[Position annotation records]
--- Begin ---

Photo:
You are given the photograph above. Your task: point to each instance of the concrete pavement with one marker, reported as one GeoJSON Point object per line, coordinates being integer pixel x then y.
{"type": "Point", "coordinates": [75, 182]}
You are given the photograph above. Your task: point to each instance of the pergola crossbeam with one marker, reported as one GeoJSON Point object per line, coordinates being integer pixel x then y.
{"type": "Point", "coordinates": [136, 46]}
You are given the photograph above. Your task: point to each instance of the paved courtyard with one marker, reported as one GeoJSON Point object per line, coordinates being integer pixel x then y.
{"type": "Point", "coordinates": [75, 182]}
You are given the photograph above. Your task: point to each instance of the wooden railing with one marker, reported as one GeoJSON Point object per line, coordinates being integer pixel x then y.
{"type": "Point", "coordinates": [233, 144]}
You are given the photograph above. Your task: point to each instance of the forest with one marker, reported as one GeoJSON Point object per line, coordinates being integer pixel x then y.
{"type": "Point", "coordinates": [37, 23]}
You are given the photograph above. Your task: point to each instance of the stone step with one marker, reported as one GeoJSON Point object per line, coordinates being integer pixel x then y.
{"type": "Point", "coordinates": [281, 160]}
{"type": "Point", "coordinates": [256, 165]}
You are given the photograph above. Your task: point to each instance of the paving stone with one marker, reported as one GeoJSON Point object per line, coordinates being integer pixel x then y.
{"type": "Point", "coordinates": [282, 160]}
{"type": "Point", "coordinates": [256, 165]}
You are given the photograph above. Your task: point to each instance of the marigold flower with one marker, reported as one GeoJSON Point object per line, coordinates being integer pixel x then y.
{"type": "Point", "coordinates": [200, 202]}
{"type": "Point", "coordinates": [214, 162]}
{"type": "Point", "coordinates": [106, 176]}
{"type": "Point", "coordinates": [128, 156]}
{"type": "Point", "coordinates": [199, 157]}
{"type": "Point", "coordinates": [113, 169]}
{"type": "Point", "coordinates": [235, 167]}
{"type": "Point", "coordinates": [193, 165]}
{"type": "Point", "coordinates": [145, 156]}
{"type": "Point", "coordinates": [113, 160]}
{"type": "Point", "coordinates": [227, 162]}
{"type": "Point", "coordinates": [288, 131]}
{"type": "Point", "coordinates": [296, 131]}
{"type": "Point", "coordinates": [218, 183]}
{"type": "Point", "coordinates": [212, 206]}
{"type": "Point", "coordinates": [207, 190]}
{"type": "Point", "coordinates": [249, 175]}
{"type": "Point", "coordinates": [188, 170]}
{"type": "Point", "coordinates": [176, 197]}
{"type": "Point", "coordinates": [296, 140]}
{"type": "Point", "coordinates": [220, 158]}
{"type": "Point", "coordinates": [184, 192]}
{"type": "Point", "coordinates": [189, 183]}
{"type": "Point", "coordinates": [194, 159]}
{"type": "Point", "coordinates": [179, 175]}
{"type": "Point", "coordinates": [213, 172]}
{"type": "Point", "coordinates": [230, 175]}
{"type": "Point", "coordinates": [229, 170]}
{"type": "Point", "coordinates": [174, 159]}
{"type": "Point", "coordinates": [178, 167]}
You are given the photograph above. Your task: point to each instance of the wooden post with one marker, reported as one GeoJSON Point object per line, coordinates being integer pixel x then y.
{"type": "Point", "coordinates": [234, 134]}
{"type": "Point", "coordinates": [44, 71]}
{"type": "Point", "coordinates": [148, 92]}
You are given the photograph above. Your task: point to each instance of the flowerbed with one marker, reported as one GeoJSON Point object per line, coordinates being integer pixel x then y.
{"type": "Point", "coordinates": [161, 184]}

--- End ---

* [Task instructions]: Copy the data above line for line, with no changes.

* [Response below]:
Photo:
You are given the photograph above. Your task: point to each instance of the concrete pavement with one marker, reported as one GeoJSON Point object per line, coordinates being integer pixel x then y.
{"type": "Point", "coordinates": [75, 182]}
You are given the photograph above. Your task: point to each instance of the pergola crossbeam with one marker, reported as one GeoJSON Point object per line, coordinates being integer pixel x then y.
{"type": "Point", "coordinates": [136, 46]}
You are given the photograph above. Your task: point to each instance of the paved courtyard with one marker, reported as one GeoJSON Point object per line, coordinates being integer pixel x then y.
{"type": "Point", "coordinates": [75, 182]}
You are given the photograph above. Your task: point to each instance of the wooden railing with one marker, reported as one GeoJSON Point object per line, coordinates being integer pixel x then y.
{"type": "Point", "coordinates": [233, 144]}
You are given the photograph above. Your task: point to each instance of the forest with one marker, reported as one GeoJSON Point object per line, coordinates being integer pixel x then y.
{"type": "Point", "coordinates": [37, 23]}
You are given the photograph above. Your task: point to each instance of the stone step with one marker, reported as one GeoJSON Point object per line, coordinates being integer pixel x then y.
{"type": "Point", "coordinates": [281, 160]}
{"type": "Point", "coordinates": [256, 165]}
You are given the photograph above. Your task: point to each instance of the paving stone with one marker, reported as one GeoJSON Point object per line, coordinates being integer pixel x then y.
{"type": "Point", "coordinates": [282, 160]}
{"type": "Point", "coordinates": [256, 165]}
You are given the photograph above. Your task: point to each instance of the marigold flower with one marker, reported as one GeoJSON Point object per line, coordinates being integer pixel x then y.
{"type": "Point", "coordinates": [200, 202]}
{"type": "Point", "coordinates": [214, 162]}
{"type": "Point", "coordinates": [106, 176]}
{"type": "Point", "coordinates": [128, 156]}
{"type": "Point", "coordinates": [199, 157]}
{"type": "Point", "coordinates": [113, 169]}
{"type": "Point", "coordinates": [235, 167]}
{"type": "Point", "coordinates": [193, 165]}
{"type": "Point", "coordinates": [145, 156]}
{"type": "Point", "coordinates": [113, 160]}
{"type": "Point", "coordinates": [227, 162]}
{"type": "Point", "coordinates": [288, 131]}
{"type": "Point", "coordinates": [296, 131]}
{"type": "Point", "coordinates": [218, 183]}
{"type": "Point", "coordinates": [212, 206]}
{"type": "Point", "coordinates": [207, 190]}
{"type": "Point", "coordinates": [249, 175]}
{"type": "Point", "coordinates": [188, 170]}
{"type": "Point", "coordinates": [176, 197]}
{"type": "Point", "coordinates": [296, 140]}
{"type": "Point", "coordinates": [220, 158]}
{"type": "Point", "coordinates": [184, 192]}
{"type": "Point", "coordinates": [189, 183]}
{"type": "Point", "coordinates": [194, 159]}
{"type": "Point", "coordinates": [179, 175]}
{"type": "Point", "coordinates": [213, 172]}
{"type": "Point", "coordinates": [230, 175]}
{"type": "Point", "coordinates": [229, 170]}
{"type": "Point", "coordinates": [174, 159]}
{"type": "Point", "coordinates": [178, 167]}
You are given the photograph above. Your task: point to each instance of the wooden post with one marker, reported as one GeoJSON Point object per line, coordinates being integer pixel x then y.
{"type": "Point", "coordinates": [234, 134]}
{"type": "Point", "coordinates": [44, 71]}
{"type": "Point", "coordinates": [148, 92]}
You are given the photograph above. Your task: point to each instance of the flowerbed with one marker, reported as one GeoJSON Point object per line, coordinates being integer pixel x then y.
{"type": "Point", "coordinates": [161, 184]}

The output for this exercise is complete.